● **Directive A**
Decide whether each statement below agrees with the post on Afghanistan. Answer yes or no for each, and quote the words from the post that decide it. (i) Fraud in the August Presidential Elections forced the Karzai government to accept a runoff. (ii) Under the Cold War approach, the quality of the regimes the United States supported mattered more than their quantity. (iii) The writer thinks the complexity of the situation makes for entertaining reading.
● **Directive B**
Recast the stretch of the listing from its first line through the line containing "x=374, y=279" as a numbered list, and leave out any blank lines.

[start of Selection]

If the United States was in a Facebook relationship with Afghanistan, it’s status would undoubtedly be the now infamous tagline: ‘It’s Complicated.’ I personally love that term- it covers all manner of dirty little sins and it’s a neat summation of the excruciatingly difficult foreign policy challenge facing the Obama Administration. If, kids, you thought Iraq was a maddening mess to untangle, well, you ain’t seen nothing yet when it comes to Afghanistan. Happily, the widespread fraud in the August Presidential Elections has forced the government of President Hamid Karzai to accept a runoff- which has bought the Obama Administration some time to ponder the options it faces in regards to cleaning up Afghanistan- none of which are palatable, none of which are good and none of which will solve the mess we currently find ourselves in.
I want to try and write about this because it's incredibly important- we're about to make the most important foreign policy decision of the new century and to be frank, not enough people are going to be paying attention- and too many people are going to be willing to believe whatever the media tells them. (More and more, I'm thinking that courses on media manipulation should be required at the elementary, high school and college levels. People have simply got to stop eating up the bullshit we get spoon-fed by the media.) The problem I'm finding is that the complexity of the situation doesn't make for very entertaining reading. So, please, gang- bear with me as I try to dissect this:
The infuriating difficulty of our foreign policy in the post 9-11 age is that the quality of regimes we support now matters more than the quantity. This is a fundamental change from the Cold War equation we had been working under- where containment of communism was an overriding national priority and the quantity of regimes in the world that would do our bidding mattered more to us than what policies they pursued. September the 11th proved conclusively that in the 21st Century, we cannot turn a blind eye to the potential shortcomings of any 'allies' we support out there. It is not just that we need allies in the Middle East- we need good ones, that won't oppress their people, who won't, in turn, resent us for bankrolling their oppressors.

[end of Selection]
[start of Data]

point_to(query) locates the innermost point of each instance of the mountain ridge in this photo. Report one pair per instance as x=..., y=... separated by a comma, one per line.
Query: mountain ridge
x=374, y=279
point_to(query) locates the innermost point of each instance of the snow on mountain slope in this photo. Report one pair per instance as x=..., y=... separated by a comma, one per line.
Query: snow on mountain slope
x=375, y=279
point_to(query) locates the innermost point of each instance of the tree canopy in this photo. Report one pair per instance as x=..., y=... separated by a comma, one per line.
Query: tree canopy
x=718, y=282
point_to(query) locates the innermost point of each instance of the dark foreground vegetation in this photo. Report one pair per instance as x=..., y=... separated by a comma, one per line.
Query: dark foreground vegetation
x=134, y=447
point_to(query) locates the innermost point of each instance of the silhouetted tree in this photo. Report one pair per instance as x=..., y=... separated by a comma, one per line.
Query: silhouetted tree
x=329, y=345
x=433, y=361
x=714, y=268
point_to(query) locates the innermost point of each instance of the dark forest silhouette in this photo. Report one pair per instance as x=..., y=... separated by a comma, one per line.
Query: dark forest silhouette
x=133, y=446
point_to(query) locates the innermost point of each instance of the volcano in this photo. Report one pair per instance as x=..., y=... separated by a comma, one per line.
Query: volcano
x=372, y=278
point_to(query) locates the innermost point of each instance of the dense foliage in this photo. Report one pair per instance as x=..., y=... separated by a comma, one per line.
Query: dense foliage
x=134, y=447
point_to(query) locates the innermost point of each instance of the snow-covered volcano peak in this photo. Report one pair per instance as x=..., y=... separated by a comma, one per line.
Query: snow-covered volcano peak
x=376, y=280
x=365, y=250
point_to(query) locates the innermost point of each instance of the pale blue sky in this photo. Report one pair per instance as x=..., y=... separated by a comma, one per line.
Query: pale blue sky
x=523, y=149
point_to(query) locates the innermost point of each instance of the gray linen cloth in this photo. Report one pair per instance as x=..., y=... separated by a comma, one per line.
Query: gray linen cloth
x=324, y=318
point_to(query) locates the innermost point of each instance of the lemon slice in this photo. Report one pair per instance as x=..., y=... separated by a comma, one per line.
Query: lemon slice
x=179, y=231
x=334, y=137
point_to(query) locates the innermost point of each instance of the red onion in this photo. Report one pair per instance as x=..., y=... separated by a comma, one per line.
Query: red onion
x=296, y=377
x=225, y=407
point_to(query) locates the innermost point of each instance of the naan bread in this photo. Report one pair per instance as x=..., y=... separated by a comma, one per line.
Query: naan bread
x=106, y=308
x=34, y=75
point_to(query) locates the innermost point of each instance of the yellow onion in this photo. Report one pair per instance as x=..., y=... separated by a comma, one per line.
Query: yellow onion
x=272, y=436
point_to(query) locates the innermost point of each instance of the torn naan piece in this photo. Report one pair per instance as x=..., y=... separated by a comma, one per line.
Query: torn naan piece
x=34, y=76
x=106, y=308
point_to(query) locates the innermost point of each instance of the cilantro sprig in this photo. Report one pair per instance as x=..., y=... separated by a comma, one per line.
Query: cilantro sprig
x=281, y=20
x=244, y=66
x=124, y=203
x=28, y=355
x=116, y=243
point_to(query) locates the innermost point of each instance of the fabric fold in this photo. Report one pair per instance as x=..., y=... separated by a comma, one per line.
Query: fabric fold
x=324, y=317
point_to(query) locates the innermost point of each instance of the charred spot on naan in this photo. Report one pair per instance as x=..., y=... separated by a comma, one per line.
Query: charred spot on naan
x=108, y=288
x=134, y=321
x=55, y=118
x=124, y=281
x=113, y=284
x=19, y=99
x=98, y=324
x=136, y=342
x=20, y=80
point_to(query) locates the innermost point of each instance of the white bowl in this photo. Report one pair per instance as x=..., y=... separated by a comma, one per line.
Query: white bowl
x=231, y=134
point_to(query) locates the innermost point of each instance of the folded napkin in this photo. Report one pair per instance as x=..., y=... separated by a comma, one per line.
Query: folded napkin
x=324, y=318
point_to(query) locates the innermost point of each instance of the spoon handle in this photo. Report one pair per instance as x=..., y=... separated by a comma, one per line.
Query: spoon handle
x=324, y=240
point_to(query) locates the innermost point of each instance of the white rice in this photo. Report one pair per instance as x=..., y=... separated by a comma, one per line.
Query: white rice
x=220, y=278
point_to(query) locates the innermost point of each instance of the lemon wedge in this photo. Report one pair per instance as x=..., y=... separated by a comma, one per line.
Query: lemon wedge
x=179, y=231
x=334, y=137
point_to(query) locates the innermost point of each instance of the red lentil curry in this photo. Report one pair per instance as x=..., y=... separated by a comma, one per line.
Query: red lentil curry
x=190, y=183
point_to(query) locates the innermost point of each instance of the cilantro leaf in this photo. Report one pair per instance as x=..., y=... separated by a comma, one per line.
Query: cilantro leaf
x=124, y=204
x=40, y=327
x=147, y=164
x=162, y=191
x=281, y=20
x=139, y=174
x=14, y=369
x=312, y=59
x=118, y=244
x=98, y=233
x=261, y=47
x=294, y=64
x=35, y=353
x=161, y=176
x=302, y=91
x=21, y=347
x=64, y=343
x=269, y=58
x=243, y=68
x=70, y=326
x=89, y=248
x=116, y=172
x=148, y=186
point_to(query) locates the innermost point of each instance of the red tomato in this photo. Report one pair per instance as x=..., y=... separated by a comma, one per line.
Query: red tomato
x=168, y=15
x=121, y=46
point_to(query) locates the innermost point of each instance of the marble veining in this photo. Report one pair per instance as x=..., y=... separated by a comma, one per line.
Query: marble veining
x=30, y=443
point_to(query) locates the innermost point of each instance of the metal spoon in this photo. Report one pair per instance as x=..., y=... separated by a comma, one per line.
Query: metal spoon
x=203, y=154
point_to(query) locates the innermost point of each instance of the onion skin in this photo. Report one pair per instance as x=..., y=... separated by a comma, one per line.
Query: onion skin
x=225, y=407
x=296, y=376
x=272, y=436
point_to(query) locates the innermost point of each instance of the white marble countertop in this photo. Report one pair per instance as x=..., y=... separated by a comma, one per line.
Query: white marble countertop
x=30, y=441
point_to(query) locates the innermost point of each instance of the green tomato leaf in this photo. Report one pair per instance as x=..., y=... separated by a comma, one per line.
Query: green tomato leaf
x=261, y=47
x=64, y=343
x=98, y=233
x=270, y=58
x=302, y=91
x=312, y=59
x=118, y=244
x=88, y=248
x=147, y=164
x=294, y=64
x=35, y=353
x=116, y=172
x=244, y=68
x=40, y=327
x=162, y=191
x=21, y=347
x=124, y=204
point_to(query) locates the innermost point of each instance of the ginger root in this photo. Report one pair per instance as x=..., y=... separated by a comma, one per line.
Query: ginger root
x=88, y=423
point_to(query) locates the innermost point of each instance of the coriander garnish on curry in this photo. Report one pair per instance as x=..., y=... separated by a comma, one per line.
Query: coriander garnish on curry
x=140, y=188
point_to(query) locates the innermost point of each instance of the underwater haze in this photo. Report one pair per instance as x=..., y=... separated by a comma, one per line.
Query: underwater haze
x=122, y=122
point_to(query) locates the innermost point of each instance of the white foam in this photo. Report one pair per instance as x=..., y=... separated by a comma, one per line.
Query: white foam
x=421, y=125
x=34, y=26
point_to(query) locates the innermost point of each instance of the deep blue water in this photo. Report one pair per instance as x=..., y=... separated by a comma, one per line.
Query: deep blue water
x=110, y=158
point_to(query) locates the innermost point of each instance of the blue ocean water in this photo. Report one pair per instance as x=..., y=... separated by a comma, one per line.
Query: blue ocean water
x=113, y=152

[end of Data]

● **Correct output A**
(i) Yes: "the widespread fraud in the August Presidential Elections has forced the government of President Hamid Karzai to accept a runoff"
(ii) No: "the quantity of regimes in the world that would do our bidding mattered more to us than what policies they pursued"
(iii) No: "the complexity of the situation doesn't make for very entertaining reading"

● **Correct output B**
1. point_to(query) locates the innermost point of each instance of the mountain ridge in this photo. Report one pair per instance as x=..., y=... separated by a comma, one per line.
2. Query: mountain ridge
3. x=374, y=279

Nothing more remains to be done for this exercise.